**Problem requirements:**
Please render every one of the items below as a JSON list of strings, with one string per line and blank lines left out.
>> Begin Provided data
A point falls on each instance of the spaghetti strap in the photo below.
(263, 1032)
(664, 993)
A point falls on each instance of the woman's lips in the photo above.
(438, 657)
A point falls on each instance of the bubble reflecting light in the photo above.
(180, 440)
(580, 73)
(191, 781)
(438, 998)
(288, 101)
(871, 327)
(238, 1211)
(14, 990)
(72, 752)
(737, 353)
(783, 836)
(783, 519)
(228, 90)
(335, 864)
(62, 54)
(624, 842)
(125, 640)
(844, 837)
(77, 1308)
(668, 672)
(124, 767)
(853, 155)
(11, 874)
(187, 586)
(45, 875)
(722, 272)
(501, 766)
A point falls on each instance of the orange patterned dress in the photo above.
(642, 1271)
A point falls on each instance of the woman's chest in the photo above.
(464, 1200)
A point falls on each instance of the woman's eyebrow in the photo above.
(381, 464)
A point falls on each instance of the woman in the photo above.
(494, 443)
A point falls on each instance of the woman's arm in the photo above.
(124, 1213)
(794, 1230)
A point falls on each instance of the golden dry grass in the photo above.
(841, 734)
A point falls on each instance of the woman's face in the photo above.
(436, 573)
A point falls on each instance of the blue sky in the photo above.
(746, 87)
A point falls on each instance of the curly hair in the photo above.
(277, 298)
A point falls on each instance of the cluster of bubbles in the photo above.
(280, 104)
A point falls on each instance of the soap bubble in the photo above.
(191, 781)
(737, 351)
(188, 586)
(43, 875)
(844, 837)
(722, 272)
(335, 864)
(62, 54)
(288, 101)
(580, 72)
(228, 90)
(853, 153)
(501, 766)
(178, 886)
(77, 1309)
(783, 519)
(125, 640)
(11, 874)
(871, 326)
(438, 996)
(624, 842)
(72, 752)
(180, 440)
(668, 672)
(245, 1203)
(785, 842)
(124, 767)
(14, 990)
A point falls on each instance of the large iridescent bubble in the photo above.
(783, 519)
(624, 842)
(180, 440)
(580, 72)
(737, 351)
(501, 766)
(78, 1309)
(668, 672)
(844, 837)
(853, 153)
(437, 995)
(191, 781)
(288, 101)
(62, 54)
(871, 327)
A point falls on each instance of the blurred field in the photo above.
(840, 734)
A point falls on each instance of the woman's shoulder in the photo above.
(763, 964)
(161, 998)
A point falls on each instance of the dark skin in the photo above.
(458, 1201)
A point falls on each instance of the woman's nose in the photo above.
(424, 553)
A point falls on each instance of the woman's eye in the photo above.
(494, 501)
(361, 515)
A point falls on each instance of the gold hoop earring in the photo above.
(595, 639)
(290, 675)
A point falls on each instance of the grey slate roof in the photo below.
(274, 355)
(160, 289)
>> End Provided data
**Full response:**
[
  "A point falls on each instance of the spaghetti strap in the photo below.",
  "(263, 1032)",
  "(664, 993)",
  "A point falls on each instance of the woman's lips in the photo above.",
  "(438, 657)",
  "A point falls on each instance of the bubble reflecting light in the photo above.",
  "(180, 440)",
  "(580, 73)",
  "(191, 781)",
  "(438, 998)",
  "(288, 101)",
  "(871, 327)",
  "(238, 1211)",
  "(14, 990)",
  "(72, 752)",
  "(737, 353)",
  "(783, 836)",
  "(783, 519)",
  "(228, 90)",
  "(335, 864)",
  "(62, 54)",
  "(624, 842)",
  "(125, 640)",
  "(844, 837)",
  "(77, 1308)",
  "(668, 672)",
  "(124, 767)",
  "(853, 155)",
  "(11, 874)",
  "(187, 586)",
  "(45, 875)",
  "(722, 272)",
  "(501, 766)",
  "A point falls on each instance of the orange patterned dress in the photo above.",
  "(642, 1271)",
  "A point falls on each instance of the woman's chest in the photo above.",
  "(464, 1200)",
  "A point falls on each instance of the woman's eyebrow in the photo above.",
  "(381, 464)",
  "A point falls on each instance of the woman in the photo above.",
  "(494, 443)",
  "A point falls on each instance of the woman's arm in the photo above.",
  "(124, 1213)",
  "(794, 1230)",
  "A point falls on each instance of the golden dry grass in the photo above.",
  "(841, 734)",
  "A point falls on each instance of the woman's face in the photo above.",
  "(436, 573)",
  "A point falls on each instance of the blue sky in the photo above.",
  "(746, 87)",
  "A point falls on each instance of the curly hair in the photo above.",
  "(277, 298)",
  "A point falls on each instance of the cluster of bubbles in the photo above.",
  "(280, 104)",
  "A point falls on each instance of the soap bubble in the photo above.",
  "(191, 781)",
  "(737, 351)",
  "(188, 586)",
  "(43, 875)",
  "(844, 837)",
  "(722, 272)",
  "(335, 864)",
  "(62, 54)",
  "(288, 101)",
  "(580, 72)",
  "(228, 90)",
  "(853, 153)",
  "(501, 766)",
  "(178, 886)",
  "(77, 1309)",
  "(783, 519)",
  "(125, 640)",
  "(11, 874)",
  "(871, 326)",
  "(438, 996)",
  "(624, 842)",
  "(72, 752)",
  "(180, 440)",
  "(668, 672)",
  "(245, 1203)",
  "(785, 842)",
  "(124, 767)",
  "(14, 990)",
  "A point falls on each instance of the large iridescent bubble in the photo above.",
  "(783, 519)",
  "(624, 842)",
  "(180, 440)",
  "(580, 72)",
  "(737, 351)",
  "(501, 766)",
  "(78, 1309)",
  "(668, 672)",
  "(844, 837)",
  "(853, 153)",
  "(437, 995)",
  "(191, 781)",
  "(288, 101)",
  "(62, 54)",
  "(871, 327)",
  "A point falls on each instance of the blurred field in the photo above.",
  "(840, 734)",
  "A point falls on each instance of the woman's shoulder in the photo above.",
  "(763, 964)",
  "(161, 998)",
  "A point falls on each instance of the dark skin in the photo above.",
  "(458, 1201)",
  "A point falls on each instance of the woman's nose in the photo above.",
  "(424, 553)",
  "A point falls on each instance of the woman's eye in the photo above.",
  "(494, 501)",
  "(361, 515)",
  "A point falls on each instance of the gold hoop earring in the photo above.",
  "(595, 639)",
  "(290, 675)",
  "A point falls on each instance of the grey slate roof in the photo below.",
  "(274, 355)",
  "(160, 289)"
]